**What to work on:** Entries follow. Give back exactly the lines starting at the one containing "target: silhouetted hill" and ending at the one containing "Trace the outline of every instance of the silhouetted", and no other lines.

**Data provided:**
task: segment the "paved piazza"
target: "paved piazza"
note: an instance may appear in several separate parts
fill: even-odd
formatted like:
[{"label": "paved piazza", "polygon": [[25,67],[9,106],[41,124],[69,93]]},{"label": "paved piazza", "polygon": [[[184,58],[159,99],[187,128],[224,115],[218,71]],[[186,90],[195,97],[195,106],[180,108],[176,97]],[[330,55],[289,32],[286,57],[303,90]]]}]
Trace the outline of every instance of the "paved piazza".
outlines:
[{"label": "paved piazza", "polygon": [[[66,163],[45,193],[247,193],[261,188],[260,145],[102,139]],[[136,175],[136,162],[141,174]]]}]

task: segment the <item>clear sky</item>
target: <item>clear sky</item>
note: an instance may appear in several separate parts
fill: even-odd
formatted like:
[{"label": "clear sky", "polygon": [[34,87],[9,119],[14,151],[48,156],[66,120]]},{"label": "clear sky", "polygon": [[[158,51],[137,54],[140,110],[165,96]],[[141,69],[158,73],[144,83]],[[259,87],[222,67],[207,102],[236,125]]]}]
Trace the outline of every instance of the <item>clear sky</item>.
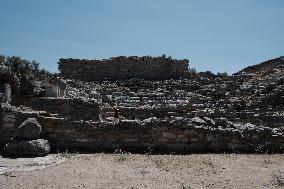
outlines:
[{"label": "clear sky", "polygon": [[61,57],[166,54],[234,73],[284,55],[284,1],[1,0],[0,54],[50,71]]}]

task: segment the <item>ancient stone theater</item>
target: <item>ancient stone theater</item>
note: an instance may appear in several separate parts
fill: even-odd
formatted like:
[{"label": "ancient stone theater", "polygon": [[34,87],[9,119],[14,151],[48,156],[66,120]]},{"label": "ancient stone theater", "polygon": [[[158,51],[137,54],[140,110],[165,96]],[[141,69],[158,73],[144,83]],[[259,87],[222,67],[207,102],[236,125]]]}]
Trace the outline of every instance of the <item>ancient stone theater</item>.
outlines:
[{"label": "ancient stone theater", "polygon": [[165,56],[58,65],[58,74],[32,79],[1,69],[7,154],[283,152],[283,57],[233,75]]}]

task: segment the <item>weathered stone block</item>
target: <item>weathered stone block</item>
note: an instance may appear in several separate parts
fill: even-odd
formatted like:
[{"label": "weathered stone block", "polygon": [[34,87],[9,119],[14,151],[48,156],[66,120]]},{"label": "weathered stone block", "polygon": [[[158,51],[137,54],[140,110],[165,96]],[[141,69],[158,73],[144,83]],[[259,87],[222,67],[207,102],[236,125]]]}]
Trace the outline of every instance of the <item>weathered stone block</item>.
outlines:
[{"label": "weathered stone block", "polygon": [[17,138],[34,140],[38,139],[41,132],[41,126],[36,118],[28,118],[18,128]]},{"label": "weathered stone block", "polygon": [[193,133],[192,130],[189,130],[189,129],[184,130],[184,134],[185,134],[185,135],[190,135],[190,134],[192,134],[192,133]]},{"label": "weathered stone block", "polygon": [[197,142],[199,141],[198,138],[190,138],[189,140],[190,140],[190,142],[192,142],[192,143],[197,143]]},{"label": "weathered stone block", "polygon": [[165,144],[165,143],[168,143],[169,140],[166,139],[166,138],[159,138],[159,143],[162,143],[162,144]]},{"label": "weathered stone block", "polygon": [[76,142],[88,142],[88,139],[85,138],[76,138]]},{"label": "weathered stone block", "polygon": [[189,141],[189,139],[188,138],[177,138],[176,141],[178,143],[187,143]]},{"label": "weathered stone block", "polygon": [[124,141],[132,143],[132,142],[138,142],[138,139],[137,138],[127,138],[127,139],[124,139]]}]

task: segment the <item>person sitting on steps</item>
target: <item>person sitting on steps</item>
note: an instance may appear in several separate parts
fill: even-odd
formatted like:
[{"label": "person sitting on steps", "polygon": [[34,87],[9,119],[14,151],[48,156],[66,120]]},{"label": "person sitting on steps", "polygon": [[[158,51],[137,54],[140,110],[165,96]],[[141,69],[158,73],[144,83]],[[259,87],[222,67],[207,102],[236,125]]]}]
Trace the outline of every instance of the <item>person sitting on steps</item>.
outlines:
[{"label": "person sitting on steps", "polygon": [[113,114],[113,123],[117,124],[119,123],[119,109],[116,108]]}]

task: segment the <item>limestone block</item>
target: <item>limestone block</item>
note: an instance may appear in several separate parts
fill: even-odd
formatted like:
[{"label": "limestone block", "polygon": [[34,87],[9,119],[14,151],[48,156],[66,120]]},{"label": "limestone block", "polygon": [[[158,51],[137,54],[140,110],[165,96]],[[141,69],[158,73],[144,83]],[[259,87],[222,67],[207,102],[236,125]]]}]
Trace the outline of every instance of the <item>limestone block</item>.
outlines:
[{"label": "limestone block", "polygon": [[88,139],[85,139],[85,138],[76,138],[76,142],[88,142]]},{"label": "limestone block", "polygon": [[169,140],[167,138],[159,138],[160,143],[166,144],[166,143],[168,143],[168,141]]},{"label": "limestone block", "polygon": [[187,143],[189,141],[189,139],[188,138],[177,138],[176,141],[178,143]]},{"label": "limestone block", "polygon": [[206,122],[203,119],[199,118],[199,117],[192,118],[191,122],[193,124],[196,124],[196,125],[206,125]]},{"label": "limestone block", "polygon": [[41,126],[36,118],[28,118],[18,128],[17,138],[34,140],[38,139],[41,132]]},{"label": "limestone block", "polygon": [[131,142],[138,142],[138,139],[136,139],[136,138],[126,138],[126,139],[124,139],[124,141],[131,143]]},{"label": "limestone block", "polygon": [[192,130],[186,129],[186,130],[184,130],[184,134],[190,135],[190,134],[192,134]]},{"label": "limestone block", "polygon": [[174,138],[177,138],[177,135],[175,135],[174,133],[163,132],[163,137],[174,139]]},{"label": "limestone block", "polygon": [[192,143],[197,143],[199,141],[198,138],[190,138],[190,142]]}]

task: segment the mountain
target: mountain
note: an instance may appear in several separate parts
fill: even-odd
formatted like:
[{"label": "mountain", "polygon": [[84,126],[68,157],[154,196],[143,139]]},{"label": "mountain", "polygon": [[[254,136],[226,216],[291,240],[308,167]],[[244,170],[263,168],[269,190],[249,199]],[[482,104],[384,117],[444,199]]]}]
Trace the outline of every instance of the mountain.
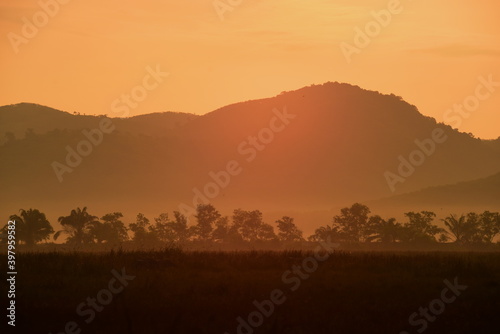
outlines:
[{"label": "mountain", "polygon": [[[491,143],[438,124],[400,97],[341,83],[203,116],[106,119],[20,106],[0,108],[2,131],[34,129],[0,146],[0,209],[9,214],[28,207],[62,213],[75,206],[102,214],[158,214],[206,197],[226,214],[241,207],[331,217],[332,208],[355,201],[500,171]],[[98,145],[82,144],[88,141],[82,131],[99,129],[101,122],[114,130]],[[76,166],[59,182],[54,166],[67,165],[68,150],[78,147],[91,152],[81,162],[73,157]],[[408,160],[418,166],[400,167]],[[314,217],[299,223],[325,223]]]},{"label": "mountain", "polygon": [[407,194],[369,201],[377,212],[430,210],[443,214],[500,211],[500,173],[451,185],[429,187]]},{"label": "mountain", "polygon": [[[96,119],[104,115],[80,115],[32,104],[19,103],[0,107],[0,142],[5,142],[5,134],[10,132],[15,138],[23,138],[28,129],[44,134],[56,129],[82,130],[92,127]],[[198,115],[159,112],[130,118],[114,119],[117,131],[131,134],[161,136],[182,126]]]},{"label": "mountain", "polygon": [[485,143],[493,148],[493,150],[500,153],[500,137],[493,140],[485,140]]}]

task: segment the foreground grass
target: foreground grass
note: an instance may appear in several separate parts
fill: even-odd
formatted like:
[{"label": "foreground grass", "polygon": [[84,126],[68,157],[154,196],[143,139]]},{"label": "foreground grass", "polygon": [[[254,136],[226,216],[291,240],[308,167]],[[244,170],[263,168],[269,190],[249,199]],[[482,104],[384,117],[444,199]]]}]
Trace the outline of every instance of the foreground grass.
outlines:
[{"label": "foreground grass", "polygon": [[[409,316],[440,298],[443,281],[455,277],[467,289],[428,322],[425,333],[499,332],[500,253],[334,252],[292,291],[283,273],[311,255],[21,253],[15,332],[64,333],[65,324],[75,321],[81,333],[233,334],[236,319],[256,310],[254,300],[280,289],[286,300],[254,333],[417,333],[420,326],[411,326]],[[111,271],[122,268],[135,278],[85,323],[77,306],[107,288]]]}]

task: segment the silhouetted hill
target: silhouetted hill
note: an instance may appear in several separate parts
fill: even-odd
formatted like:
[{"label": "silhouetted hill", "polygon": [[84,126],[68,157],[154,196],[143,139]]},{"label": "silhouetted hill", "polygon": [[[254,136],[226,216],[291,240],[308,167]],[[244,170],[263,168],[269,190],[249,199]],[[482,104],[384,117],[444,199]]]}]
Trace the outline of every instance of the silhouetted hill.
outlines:
[{"label": "silhouetted hill", "polygon": [[496,152],[500,153],[500,137],[494,140],[485,140],[484,142],[491,148],[493,148]]},{"label": "silhouetted hill", "polygon": [[429,187],[367,204],[378,211],[396,209],[406,212],[416,208],[443,211],[444,214],[500,211],[500,173],[468,182]]},{"label": "silhouetted hill", "polygon": [[[6,108],[17,107],[0,108],[0,117],[14,117]],[[492,145],[436,123],[402,98],[326,83],[199,117],[162,113],[112,119],[116,131],[105,134],[60,183],[53,162],[64,163],[67,146],[76,149],[85,139],[81,129],[97,128],[104,118],[40,108],[45,107],[22,105],[24,121],[2,123],[4,131],[43,129],[0,146],[0,174],[8,176],[0,181],[2,212],[21,207],[59,207],[60,212],[78,205],[103,213],[157,214],[191,205],[197,190],[207,197],[214,193],[211,201],[223,211],[327,212],[392,195],[384,173],[397,173],[398,157],[408,159],[418,149],[415,140],[432,138],[435,129],[447,139],[395,185],[394,194],[500,171],[500,154]],[[30,112],[38,113],[44,128],[35,127]],[[232,168],[239,173],[219,180],[227,186],[217,186],[211,175],[228,164],[237,164]]]},{"label": "silhouetted hill", "polygon": [[[2,106],[0,107],[0,143],[5,142],[7,132],[11,132],[20,139],[24,138],[28,129],[32,129],[37,134],[56,129],[82,130],[93,127],[96,120],[102,117],[104,115],[70,114],[32,103]],[[117,127],[116,131],[162,136],[196,117],[198,116],[193,114],[161,112],[130,118],[113,118],[113,123]]]},{"label": "silhouetted hill", "polygon": [[[418,148],[415,139],[431,138],[436,128],[449,139],[437,144],[436,153],[404,183],[396,185],[396,193],[470,180],[499,170],[499,155],[480,140],[437,124],[399,97],[347,84],[327,83],[230,105],[189,123],[185,135],[206,153],[200,166],[217,170],[224,157],[237,156],[237,146],[248,135],[268,125],[273,108],[282,110],[285,106],[296,117],[258,152],[246,167],[248,173],[238,176],[235,182],[239,187],[228,193],[230,198],[270,195],[269,200],[276,203],[295,195],[298,200],[294,205],[305,201],[328,205],[389,195],[384,173],[396,172],[398,156],[408,158]],[[263,185],[267,186],[265,191]]]}]

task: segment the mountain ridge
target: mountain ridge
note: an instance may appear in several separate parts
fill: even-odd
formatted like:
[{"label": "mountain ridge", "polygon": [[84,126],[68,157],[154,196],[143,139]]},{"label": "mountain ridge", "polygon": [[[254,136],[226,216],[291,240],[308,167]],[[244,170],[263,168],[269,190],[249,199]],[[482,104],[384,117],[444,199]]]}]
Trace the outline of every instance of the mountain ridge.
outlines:
[{"label": "mountain ridge", "polygon": [[400,212],[443,208],[458,213],[469,211],[500,210],[500,172],[485,178],[455,184],[432,186],[421,190],[368,201],[367,205],[387,212],[398,208]]},{"label": "mountain ridge", "polygon": [[[9,175],[0,181],[0,209],[12,212],[29,202],[126,207],[135,213],[177,210],[194,205],[196,191],[214,184],[213,175],[222,175],[231,161],[241,172],[210,198],[223,210],[329,211],[500,171],[500,154],[492,145],[437,123],[401,97],[343,83],[311,85],[201,116],[168,114],[168,126],[158,124],[165,115],[149,115],[126,119],[136,127],[133,132],[111,118],[117,130],[105,134],[61,183],[53,163],[64,164],[67,148],[76,150],[85,140],[81,127],[35,132],[0,146],[0,156],[8,157],[0,173]],[[283,115],[289,115],[287,122]],[[91,117],[85,125],[98,128],[102,118]],[[271,130],[273,124],[281,130]],[[396,173],[398,157],[409,159],[418,149],[415,141],[428,140],[436,129],[446,142],[436,144],[435,153],[392,193],[385,173]]]},{"label": "mountain ridge", "polygon": [[[10,132],[15,138],[23,138],[28,129],[38,134],[56,129],[83,130],[92,128],[96,120],[103,117],[107,116],[70,113],[40,104],[21,102],[0,106],[0,135]],[[117,131],[160,136],[196,117],[198,115],[167,111],[111,119]],[[145,122],[147,124],[144,124]]]}]

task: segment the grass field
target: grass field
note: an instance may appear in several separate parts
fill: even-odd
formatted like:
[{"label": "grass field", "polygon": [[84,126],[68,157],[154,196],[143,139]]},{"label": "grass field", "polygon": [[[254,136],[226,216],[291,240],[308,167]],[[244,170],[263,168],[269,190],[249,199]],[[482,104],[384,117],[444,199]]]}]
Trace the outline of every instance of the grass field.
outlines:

**Written response:**
target: silhouetted hill
note: an instance may appear in several separate parts
fill: even-odd
formatted like:
[{"label": "silhouetted hill", "polygon": [[84,126],[68,157],[154,196],[143,139]]},{"label": "silhouetted hill", "polygon": [[[254,136],[226,216],[291,240],[308,167]],[[244,170],[263,168],[269,190],[249,199]],[[482,104],[384,117],[444,199]]]}]
Trace the outline of every instance of the silhouetted hill.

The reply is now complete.